Quienes han seguido la trayectoria de Rosario Guerrero, especialmente en la última década, han asistido a una lenta pero irreversible metamorfosis: la que supone el progresivo abandono del convencionalismo para asumir, con todos sus riesgos y consecuencias, una posición de vanguardia.

Dicho proceso tiene una dimensión estética y otra musical. Consciente de vivir en la era de la imagen, en la que vale más un impacto visual que bordar un cante por seguiriya, Rosario sale a escena con chupa de cuero (y no porque hiciera frío precisamente), botas, vaqueros rasgados, medio cráneo rapado y el labio inferior demediado por un piercing, es decir, huyendo como del diablo de cualquier elemento tópicamente flamenco: lunares, mantones o flores en el pelo. En contraste con esta indumentaria, el sombrero blanco que alguna vez coronó la cabeza de Pepe Marchena y la silla de enea parecen insinuar, o bien que la transformación todavía no es completa, pero casi; o que, por mucho que la artista quiera alejarse de esa iconografía cañí, su anclaje jondo es firme. O tal vez sea el contraste, justamente, lo que se persigue.

Si cupiera alguna duda acerca de la voluntad de impresionar a primera vista, sobre el escenario no encontramos una batería –cosa que ya no sorprende ni al peñista más rancio–, sino dos. Entre una y otra, el bajo eléctrico que ya es el santo y seña de La Tremendita. Ni rastro de la vieja sonanta, que hasta hace nada parecía la única compañía insustituible del cante: estamos, ya se ha dicho, en otro tiempo.

Lo que no parece cambiar es el desafío que supone para un artista colocarse ante el público y tratar de inducirle alteraciones en su interior. Da igual si lo haces sobre una melodía de violín, una banda de corneta y tambor o sobre programaciones más o menos cacofónicas. Da igual si cantas a Lorca o Anne Sexton. De lo que se trata es de apelar a la sensibilidad del respetable, en uno u otro sentido.

================

Transcribe sin cambios el pasaje del texto sobre Rosario Guerrero que va desde "Lo que no parece" hasta "u otro sentido.".

**Datos proporcionados:**
================

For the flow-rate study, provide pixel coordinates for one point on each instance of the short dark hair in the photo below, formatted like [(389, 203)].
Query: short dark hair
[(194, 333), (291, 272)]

================

**Tarea completada:**
Lo que no parece cambiar es el desafío que supone para un artista colocarse ante el público y tratar de inducirle alteraciones en su interior. Da igual si lo haces sobre una melodía de violín, una banda de corneta y tambor o sobre programaciones más o menos cacofónicas. Da igual si cantas a Lorca o Anne Sexton. De lo que se trata es de apelar a la sensibilidad del respetable, en uno u otro sentido.